Record excerpts:
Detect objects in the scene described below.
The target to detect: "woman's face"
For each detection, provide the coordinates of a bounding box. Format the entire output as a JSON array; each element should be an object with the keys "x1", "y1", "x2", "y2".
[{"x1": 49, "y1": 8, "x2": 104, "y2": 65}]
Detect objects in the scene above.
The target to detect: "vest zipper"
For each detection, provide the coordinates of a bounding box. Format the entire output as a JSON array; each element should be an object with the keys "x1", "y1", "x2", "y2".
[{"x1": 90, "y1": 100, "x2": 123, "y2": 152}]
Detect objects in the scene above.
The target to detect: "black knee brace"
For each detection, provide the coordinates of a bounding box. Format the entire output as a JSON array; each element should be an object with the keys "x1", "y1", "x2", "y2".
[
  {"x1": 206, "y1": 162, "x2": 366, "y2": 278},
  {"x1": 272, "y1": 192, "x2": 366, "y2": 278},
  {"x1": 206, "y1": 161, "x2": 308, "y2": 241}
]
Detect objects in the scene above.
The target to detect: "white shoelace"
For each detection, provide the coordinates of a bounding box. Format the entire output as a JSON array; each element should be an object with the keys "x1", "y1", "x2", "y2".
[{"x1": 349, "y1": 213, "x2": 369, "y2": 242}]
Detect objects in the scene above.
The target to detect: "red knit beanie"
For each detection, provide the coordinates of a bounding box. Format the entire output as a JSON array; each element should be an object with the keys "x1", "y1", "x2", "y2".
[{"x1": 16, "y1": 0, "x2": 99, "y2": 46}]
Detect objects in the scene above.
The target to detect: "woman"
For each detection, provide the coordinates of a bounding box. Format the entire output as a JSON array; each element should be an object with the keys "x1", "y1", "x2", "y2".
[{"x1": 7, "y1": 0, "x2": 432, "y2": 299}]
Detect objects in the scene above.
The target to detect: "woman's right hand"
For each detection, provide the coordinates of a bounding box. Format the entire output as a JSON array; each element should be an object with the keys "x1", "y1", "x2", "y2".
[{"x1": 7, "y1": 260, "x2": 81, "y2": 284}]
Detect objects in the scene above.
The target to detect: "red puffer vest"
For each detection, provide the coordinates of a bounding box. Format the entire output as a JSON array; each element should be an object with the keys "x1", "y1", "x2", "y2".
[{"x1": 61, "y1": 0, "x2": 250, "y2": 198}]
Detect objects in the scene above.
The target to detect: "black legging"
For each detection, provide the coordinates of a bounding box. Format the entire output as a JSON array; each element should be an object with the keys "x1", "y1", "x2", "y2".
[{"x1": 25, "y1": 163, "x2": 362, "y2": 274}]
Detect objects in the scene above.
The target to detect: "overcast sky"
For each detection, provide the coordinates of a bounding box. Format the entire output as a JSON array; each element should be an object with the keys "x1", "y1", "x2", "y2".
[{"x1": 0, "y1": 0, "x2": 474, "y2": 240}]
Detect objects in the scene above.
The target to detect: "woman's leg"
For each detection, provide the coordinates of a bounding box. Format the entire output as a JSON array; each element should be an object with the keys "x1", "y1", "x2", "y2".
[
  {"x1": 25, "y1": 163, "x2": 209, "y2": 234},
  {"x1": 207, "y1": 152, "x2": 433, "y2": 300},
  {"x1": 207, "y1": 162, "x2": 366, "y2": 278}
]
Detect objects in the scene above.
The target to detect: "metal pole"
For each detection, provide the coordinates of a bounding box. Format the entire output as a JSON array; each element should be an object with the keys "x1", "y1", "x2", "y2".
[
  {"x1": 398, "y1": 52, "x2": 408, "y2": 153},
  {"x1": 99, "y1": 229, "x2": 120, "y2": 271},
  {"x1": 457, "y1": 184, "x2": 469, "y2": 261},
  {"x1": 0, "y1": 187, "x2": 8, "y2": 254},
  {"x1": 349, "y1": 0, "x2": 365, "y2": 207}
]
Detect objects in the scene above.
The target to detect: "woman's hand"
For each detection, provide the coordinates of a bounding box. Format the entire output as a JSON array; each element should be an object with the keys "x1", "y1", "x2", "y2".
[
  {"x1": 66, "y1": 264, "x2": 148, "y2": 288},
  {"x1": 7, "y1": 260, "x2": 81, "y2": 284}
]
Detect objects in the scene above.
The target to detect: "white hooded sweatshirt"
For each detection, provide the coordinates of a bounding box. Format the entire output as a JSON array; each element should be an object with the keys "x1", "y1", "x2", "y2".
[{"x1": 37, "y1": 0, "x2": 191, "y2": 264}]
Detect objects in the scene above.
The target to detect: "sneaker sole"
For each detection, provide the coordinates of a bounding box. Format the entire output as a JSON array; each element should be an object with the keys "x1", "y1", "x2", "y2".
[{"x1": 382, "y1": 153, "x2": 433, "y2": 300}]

* * *

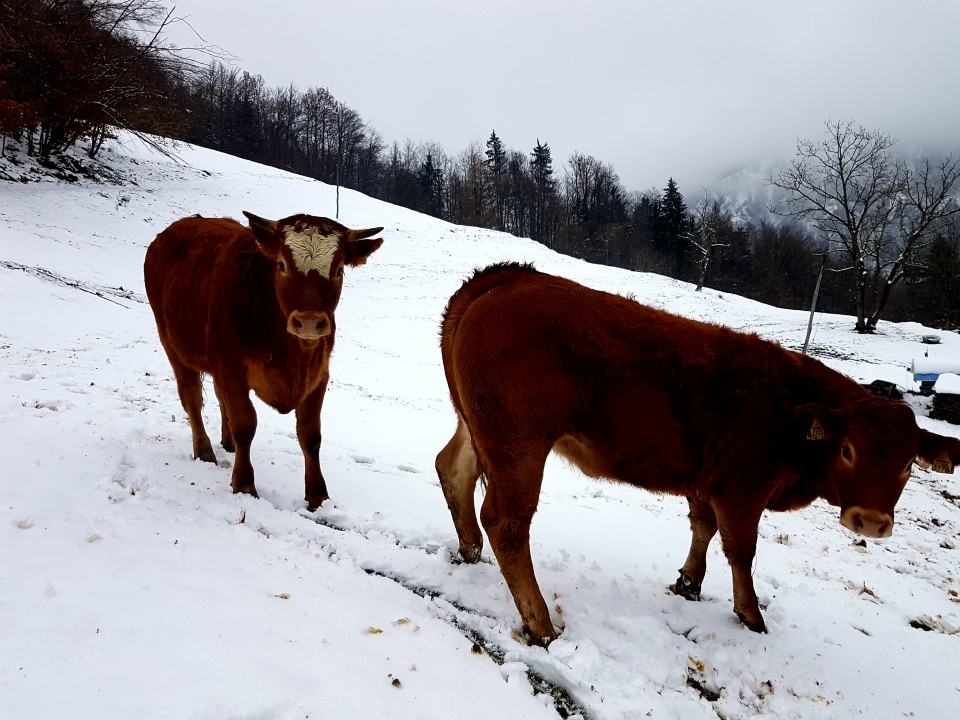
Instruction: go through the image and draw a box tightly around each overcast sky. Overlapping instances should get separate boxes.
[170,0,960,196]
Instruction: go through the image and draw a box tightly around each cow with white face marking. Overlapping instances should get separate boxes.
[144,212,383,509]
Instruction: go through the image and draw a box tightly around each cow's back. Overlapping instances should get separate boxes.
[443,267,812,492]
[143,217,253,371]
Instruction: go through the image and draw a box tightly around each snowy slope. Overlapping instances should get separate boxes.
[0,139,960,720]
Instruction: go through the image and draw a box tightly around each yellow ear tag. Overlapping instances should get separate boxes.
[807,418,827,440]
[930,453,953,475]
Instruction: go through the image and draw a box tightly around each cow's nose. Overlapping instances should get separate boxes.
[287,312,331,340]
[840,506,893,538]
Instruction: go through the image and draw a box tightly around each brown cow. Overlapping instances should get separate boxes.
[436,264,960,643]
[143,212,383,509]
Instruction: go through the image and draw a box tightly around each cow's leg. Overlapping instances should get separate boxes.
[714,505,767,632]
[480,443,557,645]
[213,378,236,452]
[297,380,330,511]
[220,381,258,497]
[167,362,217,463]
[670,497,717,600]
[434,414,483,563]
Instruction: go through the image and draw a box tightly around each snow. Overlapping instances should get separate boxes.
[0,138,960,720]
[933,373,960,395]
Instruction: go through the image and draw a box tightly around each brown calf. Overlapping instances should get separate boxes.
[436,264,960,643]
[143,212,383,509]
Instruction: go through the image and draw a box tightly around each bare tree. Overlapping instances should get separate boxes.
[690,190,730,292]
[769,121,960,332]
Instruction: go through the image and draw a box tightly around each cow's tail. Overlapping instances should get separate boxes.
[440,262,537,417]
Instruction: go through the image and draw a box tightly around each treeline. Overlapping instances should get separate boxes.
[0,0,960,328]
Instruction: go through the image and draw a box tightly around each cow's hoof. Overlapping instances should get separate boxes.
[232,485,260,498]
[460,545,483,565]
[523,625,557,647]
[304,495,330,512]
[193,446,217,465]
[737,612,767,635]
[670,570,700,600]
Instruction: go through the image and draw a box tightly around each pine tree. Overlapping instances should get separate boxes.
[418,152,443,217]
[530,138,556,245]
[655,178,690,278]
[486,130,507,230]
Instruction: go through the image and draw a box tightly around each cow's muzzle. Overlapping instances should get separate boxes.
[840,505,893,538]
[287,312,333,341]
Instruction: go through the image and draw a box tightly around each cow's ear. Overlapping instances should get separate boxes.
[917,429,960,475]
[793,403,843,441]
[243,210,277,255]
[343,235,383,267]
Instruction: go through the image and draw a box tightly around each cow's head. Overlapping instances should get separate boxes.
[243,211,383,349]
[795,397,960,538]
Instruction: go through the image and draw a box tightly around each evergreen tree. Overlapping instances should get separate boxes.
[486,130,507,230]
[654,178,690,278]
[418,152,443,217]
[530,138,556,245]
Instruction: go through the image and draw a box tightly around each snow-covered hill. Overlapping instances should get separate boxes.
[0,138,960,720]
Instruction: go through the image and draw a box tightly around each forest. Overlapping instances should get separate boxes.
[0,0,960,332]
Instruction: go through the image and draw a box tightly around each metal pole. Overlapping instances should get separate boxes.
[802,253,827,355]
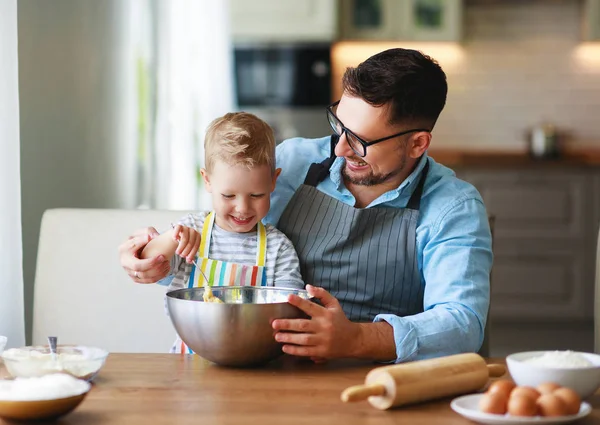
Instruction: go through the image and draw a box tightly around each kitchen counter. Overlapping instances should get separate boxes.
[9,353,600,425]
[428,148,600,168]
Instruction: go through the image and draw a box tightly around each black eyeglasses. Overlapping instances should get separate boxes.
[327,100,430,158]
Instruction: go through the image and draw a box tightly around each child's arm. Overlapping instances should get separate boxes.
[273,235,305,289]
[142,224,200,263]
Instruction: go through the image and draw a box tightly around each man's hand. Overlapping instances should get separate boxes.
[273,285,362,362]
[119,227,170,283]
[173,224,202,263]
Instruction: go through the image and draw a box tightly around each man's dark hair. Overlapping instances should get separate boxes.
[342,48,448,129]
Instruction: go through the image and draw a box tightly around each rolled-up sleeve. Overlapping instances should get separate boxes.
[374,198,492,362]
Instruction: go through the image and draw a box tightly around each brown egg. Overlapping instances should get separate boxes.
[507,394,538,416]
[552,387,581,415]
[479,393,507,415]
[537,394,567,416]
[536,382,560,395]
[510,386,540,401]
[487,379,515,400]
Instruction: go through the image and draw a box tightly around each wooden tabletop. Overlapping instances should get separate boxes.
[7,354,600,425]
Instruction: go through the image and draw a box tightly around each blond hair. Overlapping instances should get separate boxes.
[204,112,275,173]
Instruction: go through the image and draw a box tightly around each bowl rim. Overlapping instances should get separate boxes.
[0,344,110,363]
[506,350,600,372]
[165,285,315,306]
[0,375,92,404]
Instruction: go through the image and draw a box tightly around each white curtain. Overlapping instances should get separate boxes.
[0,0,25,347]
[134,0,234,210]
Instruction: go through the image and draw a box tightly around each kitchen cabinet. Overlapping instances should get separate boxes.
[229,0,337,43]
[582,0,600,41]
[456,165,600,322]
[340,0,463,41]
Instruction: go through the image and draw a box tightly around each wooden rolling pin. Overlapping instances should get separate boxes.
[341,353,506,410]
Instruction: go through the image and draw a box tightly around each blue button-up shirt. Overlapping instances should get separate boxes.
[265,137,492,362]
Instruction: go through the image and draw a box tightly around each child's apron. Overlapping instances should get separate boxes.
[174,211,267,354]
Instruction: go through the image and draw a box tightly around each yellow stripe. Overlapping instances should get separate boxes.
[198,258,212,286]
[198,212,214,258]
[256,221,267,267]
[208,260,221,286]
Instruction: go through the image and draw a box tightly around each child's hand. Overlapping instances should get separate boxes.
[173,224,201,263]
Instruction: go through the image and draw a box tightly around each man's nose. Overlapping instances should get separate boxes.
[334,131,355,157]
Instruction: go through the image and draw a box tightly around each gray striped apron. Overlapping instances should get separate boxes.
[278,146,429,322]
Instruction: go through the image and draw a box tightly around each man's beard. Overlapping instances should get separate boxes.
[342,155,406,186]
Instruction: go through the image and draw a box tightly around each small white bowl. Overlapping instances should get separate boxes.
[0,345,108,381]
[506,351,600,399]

Task statement: Swap "Overlapping instances" for "Overlapping objects" in everything from the line containing "counter. Overlapping instances should get separate boxes." down to the line containing "[487,379,515,400]", and return only those lines with nothing else changed.

Exercise output:
Instruction: go through the image and draw a box tightly around each kitchen counter. Overlapping objects should get separate boxes.
[9,353,600,425]
[428,148,600,168]
Instruction: go through the image and draw a box tightly around each black eyeglasses. Overlapping objects should get separate boxes.
[327,100,430,158]
Instruction: go through the image and draw a box tightly around each child's arm. Overlapping objects should get separate boxes.
[273,235,305,289]
[142,224,200,263]
Instruction: go through the image and draw a box tightly around each man's hand. Overlapping objects should get separate boxes.
[273,285,362,362]
[119,227,170,283]
[173,224,202,263]
Instruction: go through the image and draw a box tightly around each man's dark hair. Overlapping objects should get separate boxes.
[342,48,448,129]
Instruction: go through the image and draw a box tightly around each rolled-up sleeve. Overlapping objects should get separate boxes.
[374,198,492,362]
Instruction: go through the image and draw a box tightly around each brown egg. Overlapping objects should get separate boxes.
[507,394,538,416]
[552,387,581,415]
[479,393,507,415]
[537,394,567,416]
[536,382,560,395]
[510,386,540,401]
[487,379,515,400]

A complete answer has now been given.